Excerpt:
##############################
4. Portals that try to widgetize the foothills will do less well than those who truly embrace distributed content, but better than those who ignore the trends.
5. Every pair of eyeballs in the foothills will have many competing advertisers looking to connect with them. Publishers will benefit from this.
6. Because of this competition the dollar value of the traffic that is in the foothills will be (already is) vastly more than a generic ad platform like Google Adsense or Yahoo’s Panama can realize. Techcrunch ($180,000 last month according to the SF Chronicle) is an example of how much more money a publisher who sells advertising and listings to target advertisers can make than when in the hands of an advertiser focused middleman like Google.
7. Publisher driven revenue models will increasingly replace middlemen. There will be no successful advertiser driven models in the foothills, only publisher centric models. Successful platform vendors will put the publisher at the center of the world in a sellers market for eyeballs. There will be more publishers able to make $180,000 a month.
##############################
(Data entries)

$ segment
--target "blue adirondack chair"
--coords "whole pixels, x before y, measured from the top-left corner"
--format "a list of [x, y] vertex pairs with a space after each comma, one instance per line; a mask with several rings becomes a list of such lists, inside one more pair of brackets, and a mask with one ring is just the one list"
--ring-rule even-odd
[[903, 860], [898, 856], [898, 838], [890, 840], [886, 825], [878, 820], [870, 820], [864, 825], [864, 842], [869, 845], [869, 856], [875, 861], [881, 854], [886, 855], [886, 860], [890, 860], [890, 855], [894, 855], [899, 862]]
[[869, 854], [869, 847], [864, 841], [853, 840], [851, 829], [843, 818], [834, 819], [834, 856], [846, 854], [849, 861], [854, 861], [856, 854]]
##############################
Requirement 1:
Return the passage of the online advertising excerpt from "4. Portals that" to "benefit from this.", copied word for word.
Requirement 2:
Answer these questions using the online advertising excerpt:
(a) How much did Techcrunch make last month, according to the SF Chronicle?
(b) Which two generic ad platforms does the excerpt name?
(c) What will increasingly replace middlemen?
Requirement 3:
Extend the online advertising excerpt, picking up after its final sentence.

Expected answer 1:
4. Portals that try to widgetize the foothills will do less well than those who truly embrace distributed content, but better than those who ignore the trends.
5. Every pair of eyeballs in the foothills will have many competing advertisers looking to connect with them. Publishers will benefit from this.

Expected answer 2:
(a) $180,000
(b) Google Adsense and Yahoo's Panama
(c) Publisher driven revenue models

Expected answer 3:
8. Portals will need to evolve into platform companies in order to participate in a huge growth of Internet revenues. Service to publishers will be a huge part of this. Otherwise they will end up like Infospace, or maybe Infoseek. Relics of the past.
9. Search however will become more important as content becomes more distributed. Yet it will command less and less a proportion of the growing Internet traffic.
10. Smart companies will (a) help content find traffic by enabling its distribution. (b) help users find content that is widely dispersed by providing great search. (c) help the publishers in the rising foothills maximize the value of their publications.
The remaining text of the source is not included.